### INSTRUCTIONS FOR THE TASK
Find each line in the rows below that contains the word "brown", and copy those lines out.

=====

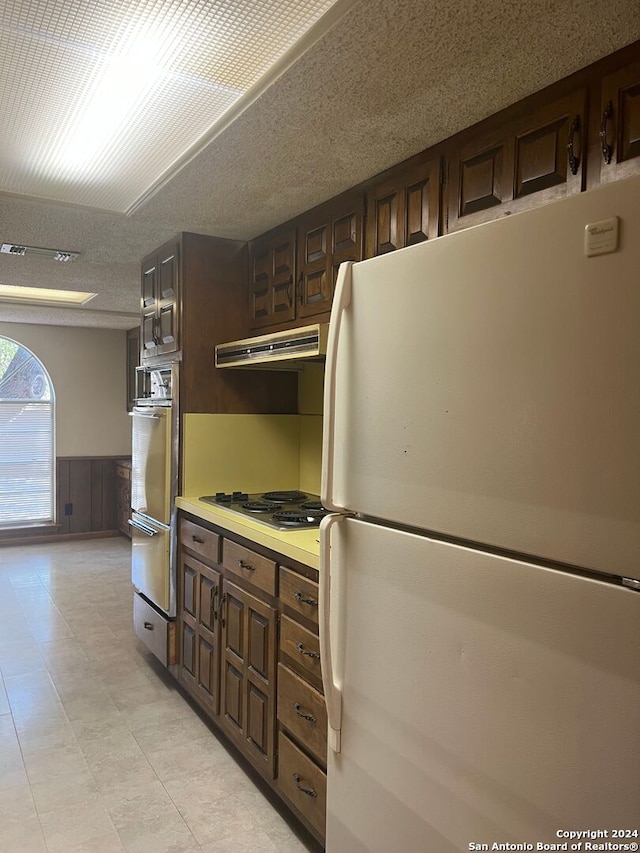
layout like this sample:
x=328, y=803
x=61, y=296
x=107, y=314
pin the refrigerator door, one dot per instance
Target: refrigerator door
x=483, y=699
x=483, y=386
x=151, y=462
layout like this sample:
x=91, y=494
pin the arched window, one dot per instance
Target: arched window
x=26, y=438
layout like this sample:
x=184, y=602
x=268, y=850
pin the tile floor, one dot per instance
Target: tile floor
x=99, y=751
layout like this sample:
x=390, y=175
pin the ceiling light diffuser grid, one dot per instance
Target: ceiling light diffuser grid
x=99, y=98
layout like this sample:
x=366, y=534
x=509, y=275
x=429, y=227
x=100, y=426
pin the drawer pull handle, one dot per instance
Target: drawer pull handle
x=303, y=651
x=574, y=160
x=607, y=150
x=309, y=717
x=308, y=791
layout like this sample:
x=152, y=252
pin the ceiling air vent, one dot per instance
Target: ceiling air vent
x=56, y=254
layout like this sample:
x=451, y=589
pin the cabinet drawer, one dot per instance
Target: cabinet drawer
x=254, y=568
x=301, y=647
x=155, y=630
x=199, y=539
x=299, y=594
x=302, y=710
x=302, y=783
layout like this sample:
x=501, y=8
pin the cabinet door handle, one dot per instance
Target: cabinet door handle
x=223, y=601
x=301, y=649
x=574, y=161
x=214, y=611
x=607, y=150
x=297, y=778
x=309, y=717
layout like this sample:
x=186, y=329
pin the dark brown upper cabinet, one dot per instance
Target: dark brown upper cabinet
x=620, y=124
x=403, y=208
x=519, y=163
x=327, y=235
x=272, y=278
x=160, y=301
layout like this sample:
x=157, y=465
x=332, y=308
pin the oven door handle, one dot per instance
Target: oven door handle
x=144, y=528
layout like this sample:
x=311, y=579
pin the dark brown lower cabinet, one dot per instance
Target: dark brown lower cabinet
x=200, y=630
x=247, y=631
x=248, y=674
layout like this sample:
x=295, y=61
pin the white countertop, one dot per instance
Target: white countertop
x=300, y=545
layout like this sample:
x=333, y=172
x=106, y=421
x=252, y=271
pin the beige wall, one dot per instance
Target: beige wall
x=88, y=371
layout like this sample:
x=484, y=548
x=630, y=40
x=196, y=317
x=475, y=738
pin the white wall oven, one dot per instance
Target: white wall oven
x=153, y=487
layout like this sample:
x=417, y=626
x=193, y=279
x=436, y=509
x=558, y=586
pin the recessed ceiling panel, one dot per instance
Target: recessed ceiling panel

=====

### THE COMPLETED TASK
pin the dark brown upper cabinet, one dot per instance
Target: dark brown upper cabinet
pin the dark brown lower cabinet, one dot per instance
Target: dark brown lower cabinet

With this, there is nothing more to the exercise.